▶ _WHAT TO WORK ON_
Revise the material from the line containing "Where can you see the hanging" through the end of the material, including both of those lines, by replacing "wooden stool" with "bar stool" and leaving everything else unchanged. Return only those lines.

▶ _DATA SHOWN_
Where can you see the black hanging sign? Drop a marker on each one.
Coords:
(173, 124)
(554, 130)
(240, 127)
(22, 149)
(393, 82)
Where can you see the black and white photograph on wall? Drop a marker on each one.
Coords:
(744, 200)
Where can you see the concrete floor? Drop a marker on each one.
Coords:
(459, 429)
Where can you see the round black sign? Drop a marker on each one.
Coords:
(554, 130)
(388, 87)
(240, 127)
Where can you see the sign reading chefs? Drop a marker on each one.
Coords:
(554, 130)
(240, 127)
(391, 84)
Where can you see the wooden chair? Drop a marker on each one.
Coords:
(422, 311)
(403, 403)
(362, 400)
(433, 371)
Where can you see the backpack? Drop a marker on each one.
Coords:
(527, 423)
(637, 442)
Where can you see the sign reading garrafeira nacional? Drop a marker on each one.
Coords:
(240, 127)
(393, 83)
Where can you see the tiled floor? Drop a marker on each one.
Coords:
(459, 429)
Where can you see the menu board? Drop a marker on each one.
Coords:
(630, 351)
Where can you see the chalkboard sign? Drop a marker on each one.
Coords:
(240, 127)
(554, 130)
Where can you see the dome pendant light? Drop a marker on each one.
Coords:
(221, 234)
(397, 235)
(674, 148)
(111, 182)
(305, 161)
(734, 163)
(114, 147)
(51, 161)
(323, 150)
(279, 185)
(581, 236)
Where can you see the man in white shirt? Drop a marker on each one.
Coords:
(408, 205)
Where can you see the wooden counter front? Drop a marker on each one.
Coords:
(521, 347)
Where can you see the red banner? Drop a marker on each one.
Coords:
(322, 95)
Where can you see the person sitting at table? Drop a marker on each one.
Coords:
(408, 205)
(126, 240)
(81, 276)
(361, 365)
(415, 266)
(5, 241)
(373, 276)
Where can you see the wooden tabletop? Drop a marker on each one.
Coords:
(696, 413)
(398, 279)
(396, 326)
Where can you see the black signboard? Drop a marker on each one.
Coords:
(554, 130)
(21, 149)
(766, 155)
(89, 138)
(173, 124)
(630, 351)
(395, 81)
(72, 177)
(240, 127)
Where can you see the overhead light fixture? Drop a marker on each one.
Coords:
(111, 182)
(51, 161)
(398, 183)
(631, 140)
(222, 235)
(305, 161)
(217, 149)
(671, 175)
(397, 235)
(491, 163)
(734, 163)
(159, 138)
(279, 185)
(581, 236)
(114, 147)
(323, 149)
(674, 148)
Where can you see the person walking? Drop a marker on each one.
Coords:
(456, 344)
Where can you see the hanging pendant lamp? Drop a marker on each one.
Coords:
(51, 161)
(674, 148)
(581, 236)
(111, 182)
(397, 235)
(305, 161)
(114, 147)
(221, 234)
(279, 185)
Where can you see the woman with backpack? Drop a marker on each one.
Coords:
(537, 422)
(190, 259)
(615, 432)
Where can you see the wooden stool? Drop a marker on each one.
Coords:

▶ _ANSWER TO THE EXERCISE_
Where can you see the hanging pendant lamp? Drop a marker on each one.
Coords:
(51, 161)
(674, 148)
(581, 236)
(111, 182)
(397, 235)
(305, 161)
(114, 147)
(221, 234)
(279, 185)
Where can you see the woman with backpack? Drop a marker on each one.
Coords:
(537, 422)
(190, 259)
(615, 432)
Where can you see the bar stool? Drop a marker on each one.
Coords:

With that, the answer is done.